Stated exercise -
Retype, without alteration, each line from the line containing "Pin the suit" to the final line of the records.

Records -

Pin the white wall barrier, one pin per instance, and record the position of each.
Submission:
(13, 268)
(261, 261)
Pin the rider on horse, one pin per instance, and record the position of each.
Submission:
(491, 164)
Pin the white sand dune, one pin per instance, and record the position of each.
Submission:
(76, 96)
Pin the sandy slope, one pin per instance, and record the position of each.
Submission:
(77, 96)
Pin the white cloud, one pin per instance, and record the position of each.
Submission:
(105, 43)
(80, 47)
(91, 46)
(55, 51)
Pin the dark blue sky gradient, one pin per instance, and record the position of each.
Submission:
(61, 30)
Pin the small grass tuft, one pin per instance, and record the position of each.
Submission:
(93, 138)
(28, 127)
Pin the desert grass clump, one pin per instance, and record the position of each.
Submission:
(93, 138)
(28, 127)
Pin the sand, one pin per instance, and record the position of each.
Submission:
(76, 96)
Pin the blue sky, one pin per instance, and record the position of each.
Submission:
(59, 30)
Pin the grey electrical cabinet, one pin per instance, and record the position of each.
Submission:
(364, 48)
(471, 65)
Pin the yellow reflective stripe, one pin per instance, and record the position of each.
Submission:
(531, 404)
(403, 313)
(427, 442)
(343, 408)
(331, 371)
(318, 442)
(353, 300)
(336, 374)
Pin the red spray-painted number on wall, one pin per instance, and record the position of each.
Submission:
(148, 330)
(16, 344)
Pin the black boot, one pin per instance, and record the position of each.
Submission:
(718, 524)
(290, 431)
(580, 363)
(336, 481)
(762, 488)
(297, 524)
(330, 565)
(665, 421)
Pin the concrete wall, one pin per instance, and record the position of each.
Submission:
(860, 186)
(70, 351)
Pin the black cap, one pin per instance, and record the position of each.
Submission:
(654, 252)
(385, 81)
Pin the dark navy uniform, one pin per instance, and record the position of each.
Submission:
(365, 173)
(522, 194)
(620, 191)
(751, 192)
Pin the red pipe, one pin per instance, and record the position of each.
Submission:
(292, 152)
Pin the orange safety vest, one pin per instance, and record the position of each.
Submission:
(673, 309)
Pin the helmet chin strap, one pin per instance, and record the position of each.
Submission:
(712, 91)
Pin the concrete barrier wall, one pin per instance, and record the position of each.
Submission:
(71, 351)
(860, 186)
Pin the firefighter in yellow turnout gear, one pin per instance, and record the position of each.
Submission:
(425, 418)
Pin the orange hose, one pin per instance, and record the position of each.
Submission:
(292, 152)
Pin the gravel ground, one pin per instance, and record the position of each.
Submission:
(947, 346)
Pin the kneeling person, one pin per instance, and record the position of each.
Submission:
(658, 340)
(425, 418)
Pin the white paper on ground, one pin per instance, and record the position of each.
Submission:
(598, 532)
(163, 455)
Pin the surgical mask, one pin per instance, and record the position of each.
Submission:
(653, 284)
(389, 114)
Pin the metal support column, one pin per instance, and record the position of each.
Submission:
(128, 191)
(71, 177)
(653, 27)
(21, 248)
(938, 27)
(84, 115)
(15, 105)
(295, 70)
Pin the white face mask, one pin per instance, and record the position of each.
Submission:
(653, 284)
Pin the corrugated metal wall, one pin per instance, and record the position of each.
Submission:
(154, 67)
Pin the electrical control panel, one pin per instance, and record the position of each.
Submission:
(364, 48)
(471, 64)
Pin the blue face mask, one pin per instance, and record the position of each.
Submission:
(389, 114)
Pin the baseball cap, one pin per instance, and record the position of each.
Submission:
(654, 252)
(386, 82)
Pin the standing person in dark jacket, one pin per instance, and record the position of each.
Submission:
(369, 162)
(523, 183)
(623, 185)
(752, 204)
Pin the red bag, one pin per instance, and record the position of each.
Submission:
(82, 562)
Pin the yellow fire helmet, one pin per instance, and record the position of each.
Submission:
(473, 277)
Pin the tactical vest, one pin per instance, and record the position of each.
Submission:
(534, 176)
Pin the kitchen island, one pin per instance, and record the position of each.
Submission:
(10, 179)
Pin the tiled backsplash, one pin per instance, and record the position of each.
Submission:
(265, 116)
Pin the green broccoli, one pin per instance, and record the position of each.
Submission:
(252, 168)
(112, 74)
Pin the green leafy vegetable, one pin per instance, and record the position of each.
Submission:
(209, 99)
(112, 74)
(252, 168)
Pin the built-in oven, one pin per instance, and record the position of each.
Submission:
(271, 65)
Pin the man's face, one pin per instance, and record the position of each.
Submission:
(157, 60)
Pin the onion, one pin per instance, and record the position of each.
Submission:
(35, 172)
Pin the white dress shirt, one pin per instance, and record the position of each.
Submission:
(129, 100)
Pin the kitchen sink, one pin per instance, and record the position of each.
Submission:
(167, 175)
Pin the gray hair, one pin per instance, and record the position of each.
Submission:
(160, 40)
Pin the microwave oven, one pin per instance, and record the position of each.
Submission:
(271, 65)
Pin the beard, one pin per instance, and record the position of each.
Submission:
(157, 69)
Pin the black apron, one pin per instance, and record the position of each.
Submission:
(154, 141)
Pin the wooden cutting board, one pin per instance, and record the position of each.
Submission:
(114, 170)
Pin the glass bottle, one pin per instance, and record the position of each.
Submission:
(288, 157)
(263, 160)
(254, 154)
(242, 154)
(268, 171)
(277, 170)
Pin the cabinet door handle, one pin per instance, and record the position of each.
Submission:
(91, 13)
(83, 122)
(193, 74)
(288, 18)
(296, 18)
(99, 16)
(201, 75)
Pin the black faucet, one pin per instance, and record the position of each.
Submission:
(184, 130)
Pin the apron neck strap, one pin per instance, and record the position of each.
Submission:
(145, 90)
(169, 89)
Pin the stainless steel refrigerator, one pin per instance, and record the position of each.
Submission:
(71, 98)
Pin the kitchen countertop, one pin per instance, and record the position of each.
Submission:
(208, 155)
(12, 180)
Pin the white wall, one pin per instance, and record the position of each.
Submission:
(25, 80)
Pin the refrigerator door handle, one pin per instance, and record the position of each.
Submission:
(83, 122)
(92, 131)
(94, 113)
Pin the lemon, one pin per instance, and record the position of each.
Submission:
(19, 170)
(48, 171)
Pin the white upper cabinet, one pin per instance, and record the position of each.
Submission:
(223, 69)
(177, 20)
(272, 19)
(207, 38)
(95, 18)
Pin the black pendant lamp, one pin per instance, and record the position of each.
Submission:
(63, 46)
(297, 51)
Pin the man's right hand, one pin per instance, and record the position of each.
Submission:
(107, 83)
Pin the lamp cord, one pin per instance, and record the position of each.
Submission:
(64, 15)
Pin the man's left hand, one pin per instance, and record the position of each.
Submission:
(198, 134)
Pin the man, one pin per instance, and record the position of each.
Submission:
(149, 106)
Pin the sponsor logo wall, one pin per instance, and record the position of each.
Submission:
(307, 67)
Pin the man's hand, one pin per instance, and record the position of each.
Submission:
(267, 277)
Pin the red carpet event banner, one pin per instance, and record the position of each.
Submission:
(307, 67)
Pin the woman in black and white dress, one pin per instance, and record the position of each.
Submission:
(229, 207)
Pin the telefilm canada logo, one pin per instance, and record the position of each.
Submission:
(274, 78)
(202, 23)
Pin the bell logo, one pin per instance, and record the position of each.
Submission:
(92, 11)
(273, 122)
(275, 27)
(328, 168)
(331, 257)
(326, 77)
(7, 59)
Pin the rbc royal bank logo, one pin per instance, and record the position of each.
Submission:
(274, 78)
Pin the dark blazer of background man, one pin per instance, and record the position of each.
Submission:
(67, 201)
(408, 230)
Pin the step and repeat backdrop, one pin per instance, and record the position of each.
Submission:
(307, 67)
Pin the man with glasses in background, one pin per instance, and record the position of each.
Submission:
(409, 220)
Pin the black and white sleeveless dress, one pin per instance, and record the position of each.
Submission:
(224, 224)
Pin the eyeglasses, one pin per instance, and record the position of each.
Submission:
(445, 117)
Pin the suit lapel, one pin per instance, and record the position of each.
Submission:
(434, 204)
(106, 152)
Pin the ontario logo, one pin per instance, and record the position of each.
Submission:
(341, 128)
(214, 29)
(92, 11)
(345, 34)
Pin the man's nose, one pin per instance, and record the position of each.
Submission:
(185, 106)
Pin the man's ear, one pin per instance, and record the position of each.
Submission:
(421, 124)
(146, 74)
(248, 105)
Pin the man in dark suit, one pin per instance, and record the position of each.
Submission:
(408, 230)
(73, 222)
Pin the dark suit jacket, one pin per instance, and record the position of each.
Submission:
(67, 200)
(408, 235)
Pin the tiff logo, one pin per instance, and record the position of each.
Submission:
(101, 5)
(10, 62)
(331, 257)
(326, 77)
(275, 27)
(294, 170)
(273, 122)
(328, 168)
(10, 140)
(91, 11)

Final result -
Pin the suit lapel, one pin per instance, and record the position of each.
Submission:
(434, 204)
(106, 152)
Pin the ontario logo, one pin per instance, and record the position of each.
Submission:
(341, 128)
(214, 29)
(92, 11)
(345, 34)
Pin the man's nose, one pin per instance, and record the position of each.
Submission:
(185, 106)
Pin the man's ear, one pin per instance, and record the position of each.
Submission:
(421, 124)
(146, 74)
(248, 105)
Pin the man in dark suit, one pin per instance, and record the position of each.
Submission:
(408, 230)
(73, 222)
Pin the dark suit jacket, one pin per instance, and record the position of each.
Submission:
(67, 200)
(408, 235)
Pin the tiff logo, one pin per instance, and record the position of each.
Submission:
(101, 5)
(10, 62)
(331, 257)
(326, 77)
(275, 27)
(294, 170)
(273, 122)
(328, 168)
(10, 140)
(91, 11)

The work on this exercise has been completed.